> _Exercise objective_
For the entries below, report every line that includes the word "rough".

·····

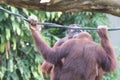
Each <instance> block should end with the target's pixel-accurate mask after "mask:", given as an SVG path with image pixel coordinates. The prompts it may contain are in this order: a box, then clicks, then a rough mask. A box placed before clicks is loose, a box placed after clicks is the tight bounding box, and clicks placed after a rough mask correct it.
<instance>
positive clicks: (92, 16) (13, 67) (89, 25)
mask: <svg viewBox="0 0 120 80" xmlns="http://www.w3.org/2000/svg"><path fill="white" fill-rule="evenodd" d="M2 6H3V7H4V8H5V9H8V10H10V11H12V12H14V13H18V14H22V15H23V16H25V17H28V16H30V15H35V16H37V17H38V18H39V20H40V21H42V22H52V23H58V24H62V25H69V24H73V23H76V24H80V25H81V26H90V27H97V26H98V25H102V24H105V25H108V21H107V17H106V15H105V14H102V13H93V12H81V13H61V12H43V11H37V10H28V9H21V8H15V7H11V6H5V5H2ZM90 33H91V34H92V36H93V37H94V40H95V41H97V42H98V38H97V35H96V31H92V32H90ZM41 34H42V35H43V38H44V40H45V41H46V42H47V43H48V44H49V45H50V46H53V44H54V43H55V42H56V40H58V39H60V38H61V37H63V36H64V35H65V29H62V28H61V29H60V28H49V27H45V28H43V29H42V31H41ZM117 49H118V50H119V52H120V47H117ZM116 56H117V58H118V61H120V54H118V55H116ZM7 57H8V58H7ZM42 61H43V59H42V57H41V56H40V55H39V53H38V52H37V50H36V48H35V45H34V43H33V40H32V37H31V34H30V31H29V29H28V23H27V22H25V21H23V20H21V19H20V18H18V17H15V16H13V15H9V14H7V13H5V12H2V11H0V80H42V79H45V78H46V77H45V75H44V73H42V72H41V71H40V69H39V67H40V65H41V63H42ZM119 64H120V63H119ZM119 64H118V65H119ZM119 76H120V65H119V67H118V68H117V70H116V71H115V72H113V73H111V74H105V76H104V77H103V80H119V79H118V78H119ZM45 80H47V78H46V79H45ZM48 80H49V79H48Z"/></svg>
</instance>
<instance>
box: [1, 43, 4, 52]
mask: <svg viewBox="0 0 120 80" xmlns="http://www.w3.org/2000/svg"><path fill="white" fill-rule="evenodd" d="M4 50H5V43H1V44H0V52H4Z"/></svg>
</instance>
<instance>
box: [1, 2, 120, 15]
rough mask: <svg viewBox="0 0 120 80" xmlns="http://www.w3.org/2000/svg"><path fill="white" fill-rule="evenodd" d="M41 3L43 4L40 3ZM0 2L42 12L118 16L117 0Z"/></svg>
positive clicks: (118, 2)
mask: <svg viewBox="0 0 120 80" xmlns="http://www.w3.org/2000/svg"><path fill="white" fill-rule="evenodd" d="M42 1H43V2H42ZM44 1H45V0H0V4H8V5H12V6H16V7H24V8H29V9H37V10H43V11H62V12H65V11H68V12H80V11H98V12H103V13H110V14H113V15H116V16H120V3H119V0H48V2H44Z"/></svg>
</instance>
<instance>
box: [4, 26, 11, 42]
mask: <svg viewBox="0 0 120 80" xmlns="http://www.w3.org/2000/svg"><path fill="white" fill-rule="evenodd" d="M5 32H6V39H7V40H9V39H10V29H9V28H6V29H5Z"/></svg>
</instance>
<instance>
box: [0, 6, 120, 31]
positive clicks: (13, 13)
mask: <svg viewBox="0 0 120 80" xmlns="http://www.w3.org/2000/svg"><path fill="white" fill-rule="evenodd" d="M0 10H2V11H4V12H6V13H8V14H11V15H14V16H16V17H19V18H21V19H22V20H25V21H27V22H29V20H28V19H27V18H25V17H24V16H22V15H20V14H16V13H13V12H11V11H9V10H7V9H4V8H3V7H2V6H0ZM37 25H44V26H49V27H58V28H69V29H80V30H97V28H91V27H84V28H81V27H68V26H63V25H59V24H55V23H47V22H44V23H42V22H37ZM116 30H120V27H116V28H108V31H116Z"/></svg>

·····

> _Exercise response_
Each <instance> block should end with the target's pixel-accurate mask after "mask:", given as an SVG path with image pixel coordinates. The prompts it may contain are in this order: a box, then clicks, then a rough mask. A box placed before clicks is loose, a box placed after clicks is the tight bounding box, and clicks placed after a rough mask correct it.
rough mask: <svg viewBox="0 0 120 80" xmlns="http://www.w3.org/2000/svg"><path fill="white" fill-rule="evenodd" d="M41 3L43 4L40 3ZM0 2L42 12L118 16L117 0Z"/></svg>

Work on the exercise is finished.